Erfasste Daten:
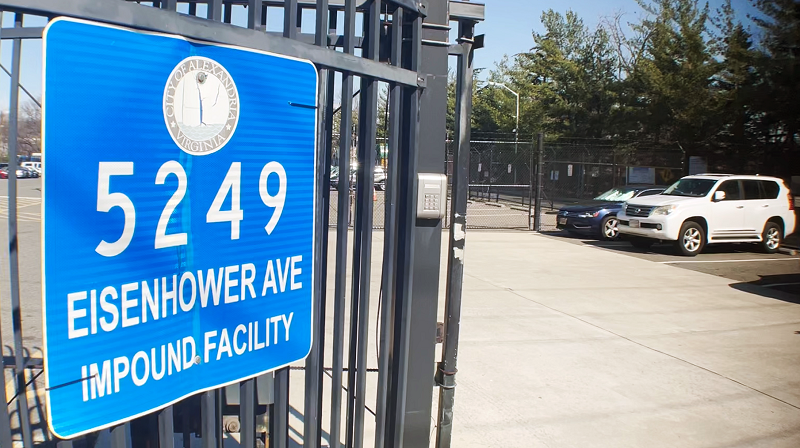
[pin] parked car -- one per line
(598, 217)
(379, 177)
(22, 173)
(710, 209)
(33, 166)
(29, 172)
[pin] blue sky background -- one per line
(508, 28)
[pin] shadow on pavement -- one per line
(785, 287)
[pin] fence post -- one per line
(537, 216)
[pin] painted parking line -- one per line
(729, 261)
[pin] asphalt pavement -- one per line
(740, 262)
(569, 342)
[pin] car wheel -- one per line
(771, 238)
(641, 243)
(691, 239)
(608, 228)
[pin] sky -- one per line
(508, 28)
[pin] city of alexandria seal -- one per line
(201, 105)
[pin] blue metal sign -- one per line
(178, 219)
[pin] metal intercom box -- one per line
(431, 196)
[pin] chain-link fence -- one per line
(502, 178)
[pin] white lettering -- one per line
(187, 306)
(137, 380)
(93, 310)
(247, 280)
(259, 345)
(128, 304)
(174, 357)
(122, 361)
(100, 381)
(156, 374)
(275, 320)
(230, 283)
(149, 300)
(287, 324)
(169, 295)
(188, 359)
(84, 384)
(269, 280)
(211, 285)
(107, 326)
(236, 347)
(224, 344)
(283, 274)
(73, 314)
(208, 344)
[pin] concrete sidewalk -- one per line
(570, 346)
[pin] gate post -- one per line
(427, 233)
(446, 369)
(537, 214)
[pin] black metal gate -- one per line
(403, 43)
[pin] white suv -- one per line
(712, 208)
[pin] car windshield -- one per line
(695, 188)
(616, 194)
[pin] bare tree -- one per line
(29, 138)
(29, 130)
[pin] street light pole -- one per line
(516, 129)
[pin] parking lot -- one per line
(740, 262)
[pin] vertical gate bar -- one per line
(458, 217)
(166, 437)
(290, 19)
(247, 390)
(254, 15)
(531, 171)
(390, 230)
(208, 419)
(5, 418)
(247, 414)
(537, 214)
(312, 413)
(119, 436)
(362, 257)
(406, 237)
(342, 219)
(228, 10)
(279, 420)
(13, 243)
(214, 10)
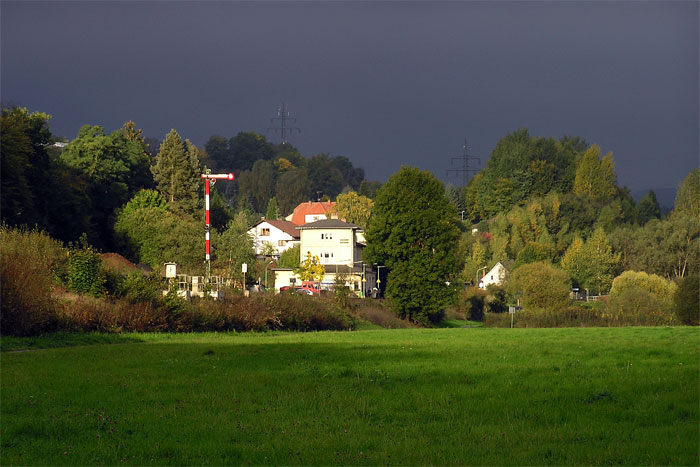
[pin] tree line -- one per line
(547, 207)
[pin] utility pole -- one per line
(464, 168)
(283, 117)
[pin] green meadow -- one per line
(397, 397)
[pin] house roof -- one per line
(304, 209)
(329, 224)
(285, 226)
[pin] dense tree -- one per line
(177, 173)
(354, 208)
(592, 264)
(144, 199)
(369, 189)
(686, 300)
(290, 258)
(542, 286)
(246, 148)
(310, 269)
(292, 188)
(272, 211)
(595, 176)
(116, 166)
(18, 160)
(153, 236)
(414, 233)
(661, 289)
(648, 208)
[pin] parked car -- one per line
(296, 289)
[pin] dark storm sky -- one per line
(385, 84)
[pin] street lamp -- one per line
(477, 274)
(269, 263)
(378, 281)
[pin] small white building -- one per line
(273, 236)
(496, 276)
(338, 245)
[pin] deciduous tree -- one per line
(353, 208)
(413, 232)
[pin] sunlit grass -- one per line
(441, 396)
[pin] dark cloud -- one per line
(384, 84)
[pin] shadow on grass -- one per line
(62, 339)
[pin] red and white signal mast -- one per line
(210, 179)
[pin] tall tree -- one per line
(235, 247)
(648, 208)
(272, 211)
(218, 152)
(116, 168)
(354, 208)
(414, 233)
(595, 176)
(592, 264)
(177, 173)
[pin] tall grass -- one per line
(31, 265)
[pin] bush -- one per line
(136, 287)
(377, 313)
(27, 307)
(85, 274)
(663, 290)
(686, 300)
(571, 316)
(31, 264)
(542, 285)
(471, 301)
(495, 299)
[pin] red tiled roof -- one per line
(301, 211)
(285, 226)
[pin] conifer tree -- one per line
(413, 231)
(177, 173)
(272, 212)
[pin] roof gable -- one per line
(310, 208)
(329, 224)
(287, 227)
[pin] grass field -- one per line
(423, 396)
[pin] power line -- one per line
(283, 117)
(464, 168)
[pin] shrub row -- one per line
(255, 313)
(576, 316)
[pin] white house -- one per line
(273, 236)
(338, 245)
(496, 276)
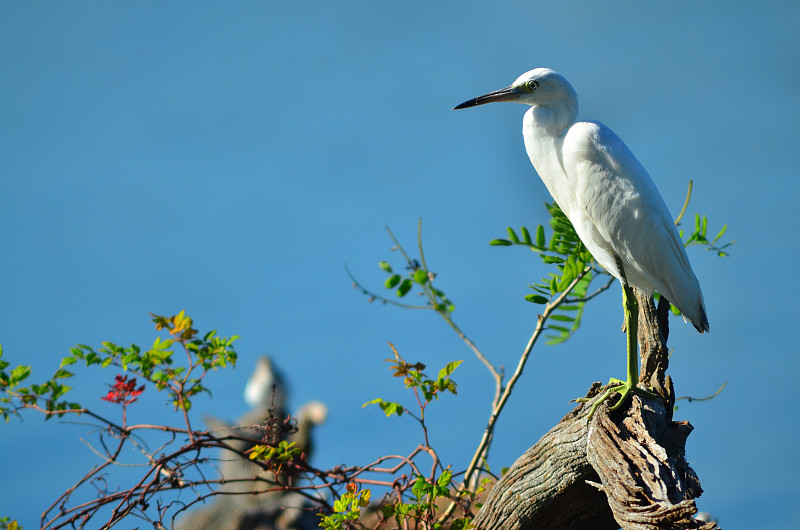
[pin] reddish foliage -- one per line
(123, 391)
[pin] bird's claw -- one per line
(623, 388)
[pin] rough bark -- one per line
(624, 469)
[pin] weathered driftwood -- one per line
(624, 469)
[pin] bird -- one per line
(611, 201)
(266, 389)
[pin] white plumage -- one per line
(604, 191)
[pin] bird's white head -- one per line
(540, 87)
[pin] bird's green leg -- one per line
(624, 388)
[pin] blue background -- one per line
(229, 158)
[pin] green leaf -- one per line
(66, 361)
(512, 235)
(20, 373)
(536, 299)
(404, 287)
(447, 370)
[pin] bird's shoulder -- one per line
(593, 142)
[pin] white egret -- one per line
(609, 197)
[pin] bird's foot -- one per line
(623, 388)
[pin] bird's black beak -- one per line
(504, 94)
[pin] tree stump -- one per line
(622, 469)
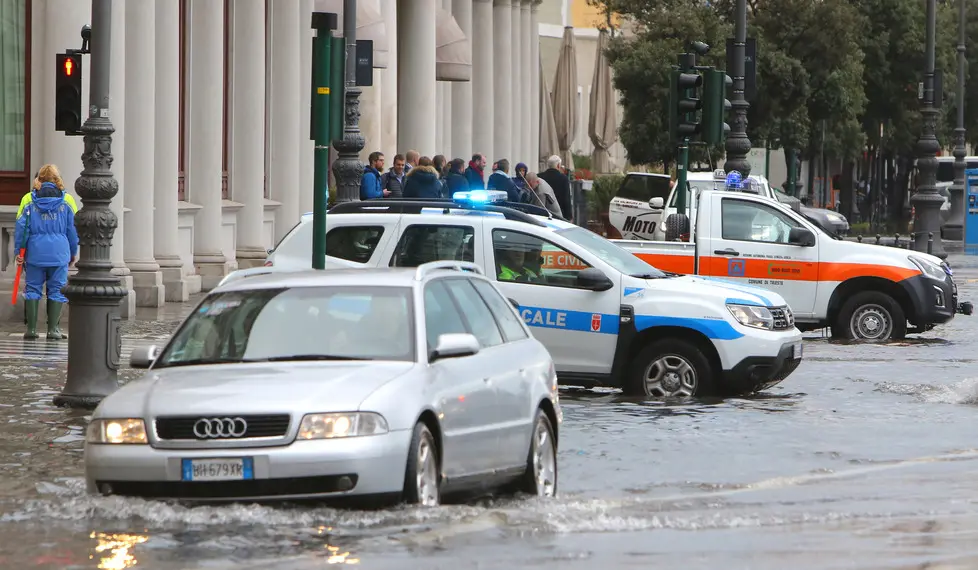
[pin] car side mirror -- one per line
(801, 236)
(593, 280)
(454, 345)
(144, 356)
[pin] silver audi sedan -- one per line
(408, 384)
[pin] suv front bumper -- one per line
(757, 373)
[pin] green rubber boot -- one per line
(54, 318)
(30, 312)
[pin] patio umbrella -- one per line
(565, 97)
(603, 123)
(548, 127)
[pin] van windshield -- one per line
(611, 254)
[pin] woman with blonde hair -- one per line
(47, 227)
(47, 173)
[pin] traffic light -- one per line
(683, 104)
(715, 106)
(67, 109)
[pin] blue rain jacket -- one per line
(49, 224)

Deine Aufgabe: Bitte überführe alle Einträge oben in eine zweispaltige CSV mit den Spalten „auftrag“ und „antwort“, eine Zeile pro Eintrag, jeder Wert in einem eigenen Feld in Anführungszeichen und Zeilenumbrüche durch Leerzeichen ersetzt. Die Bilder lässt du in deiner Antwort weg.

Lösung:
auftrag,antwort
"[pin] parked car -- one per line","(598, 217) (379, 177) (22, 173) (710, 209) (33, 166) (29, 172)"
"[pin] blue sky background -- one per line","(508, 28)"
"[pin] shadow on pavement -- one per line","(785, 287)"
"[pin] fence post -- one per line","(537, 216)"
"[pin] painted parking line -- one per line","(729, 261)"
"[pin] asphalt pavement -- one per line","(740, 262) (569, 342)"
"[pin] car wheel -- one per line","(771, 238) (641, 243) (691, 239) (608, 228)"
"[pin] sky -- one per line","(508, 28)"
"[pin] city of alexandria seal -- one per line","(201, 105)"
"[pin] blue metal sign -- one per line","(178, 219)"
"[pin] metal intercom box -- one per line","(431, 196)"
"[pin] chain-link fence -- one per line","(502, 178)"
"[pin] white lettering -- one per line","(187, 306) (137, 380) (93, 310) (247, 280) (259, 345) (128, 304) (174, 357) (122, 361) (100, 381) (156, 374) (275, 320) (230, 283) (149, 300) (287, 324) (169, 295) (188, 359) (84, 384) (269, 280) (211, 285) (107, 326) (236, 347) (224, 344) (283, 274) (73, 314) (208, 344)"
"[pin] concrete sidewalk -- one per line","(570, 346)"
"[pin] gate post -- one per line","(427, 233) (446, 369) (537, 214)"
"[pin] black metal gate -- one per line","(403, 43)"
"[pin] white suv -- one per line","(712, 208)"
"[pin] car windshield -- one per line","(695, 188) (616, 194)"
"[pin] bare tree -- one per line","(29, 138) (29, 130)"
"[pin] street light pole -- one per line","(516, 129)"
"[pin] parking lot -- one per line","(740, 262)"
"[pin] vertical gate bar -- one per line","(458, 217) (166, 437) (290, 19) (247, 390) (254, 15) (531, 171) (390, 230) (208, 419) (5, 418) (247, 414) (537, 214) (312, 413) (119, 436) (362, 257) (406, 237) (342, 219) (228, 10) (279, 420) (13, 243) (214, 10)"
"[pin] tree line -- one per line","(547, 207)"
"[pin] utility pole -- one per line","(464, 168) (283, 117)"
"[pin] green meadow -- one per line","(397, 397)"
"[pin] house roof -- one per line","(304, 209) (329, 224) (285, 226)"
"[pin] dense tree -- one per line","(177, 173) (354, 208) (592, 264) (144, 199) (369, 189) (686, 300) (290, 258) (542, 286) (246, 148) (310, 269) (292, 188) (272, 211) (595, 176) (116, 166) (18, 160) (153, 236) (414, 233) (661, 289) (648, 208)"
"[pin] parked car -- one per line","(296, 289)"
"[pin] dark storm sky -- one per line","(385, 84)"
"[pin] street lamp -- one per line","(477, 274) (269, 263) (378, 281)"
"[pin] small white building -- one per line","(273, 236) (496, 276) (338, 245)"
"[pin] deciduous tree -- one per line","(353, 208) (413, 232)"
"[pin] sunlit grass -- one per line","(441, 396)"
"[pin] dark cloud -- one per line","(384, 84)"
"[pin] shadow on grass -- one per line","(62, 339)"
"[pin] red and white signal mast -- one per line","(210, 179)"
"[pin] tall tree -- one per line","(235, 247) (648, 208) (272, 211) (218, 152) (116, 168) (354, 208) (414, 233) (595, 176) (592, 264) (177, 173)"
"[pin] tall grass -- one per line","(31, 265)"
"[pin] bush -- one per line","(136, 287) (377, 313) (27, 307) (85, 274) (663, 290) (686, 300) (571, 316) (31, 264) (542, 285) (471, 301) (495, 299)"
"[pin] red tiled roof -- one per line","(301, 211) (285, 226)"
"[pin] conifer tree -- one per line","(413, 231) (177, 173) (272, 212)"
"[pin] roof gable -- one per line","(310, 208) (329, 224) (287, 227)"
"[pin] grass field -- one per line","(423, 396)"
"[pin] power line -- one per line","(283, 117) (464, 168)"
"[pin] shrub row -- one per line","(255, 313) (576, 316)"
"[pin] white house -- one per line","(273, 236) (338, 245) (496, 276)"
"[pin] reddish foliage -- one per line","(123, 391)"
"[pin] bird's claw -- one per line","(623, 388)"
"[pin] rough bark -- one per line","(624, 469)"
"[pin] weathered driftwood -- one per line","(624, 469)"
"[pin] bird -- one per line","(611, 201) (266, 389)"
"[pin] white plumage -- one per line","(604, 191)"
"[pin] bird's white head -- one per line","(540, 87)"
"[pin] bird's green leg -- one per line","(624, 388)"
"[pin] blue background -- one per line","(229, 158)"
"[pin] green leaf -- one per line","(66, 361) (512, 235) (20, 373) (536, 299) (404, 287) (447, 370)"
"[pin] bird's shoulder -- one per line","(593, 142)"
"[pin] white egret -- one per line","(609, 197)"
"[pin] bird's foot -- one per line","(623, 388)"
"[pin] bird's black beak -- one per line","(504, 94)"
"[pin] tree stump -- one per line","(622, 469)"
"[pin] car side mirror -- one per line","(801, 236) (593, 280) (454, 345) (144, 356)"
"[pin] silver audi sedan -- one per line","(408, 384)"
"[pin] suv front bumper -- one per line","(757, 373)"
"[pin] green rubber boot -- one per line","(54, 318) (30, 312)"
"[pin] patio umbrella -- one per line","(565, 97) (603, 123) (548, 127)"
"[pin] van windshield -- one per line","(611, 254)"
"[pin] woman with blonde hair -- one per line","(47, 227) (47, 173)"
"[pin] traffic light -- one per line","(683, 104) (715, 106) (67, 109)"
"[pin] blue rain jacket -- one per line","(49, 224)"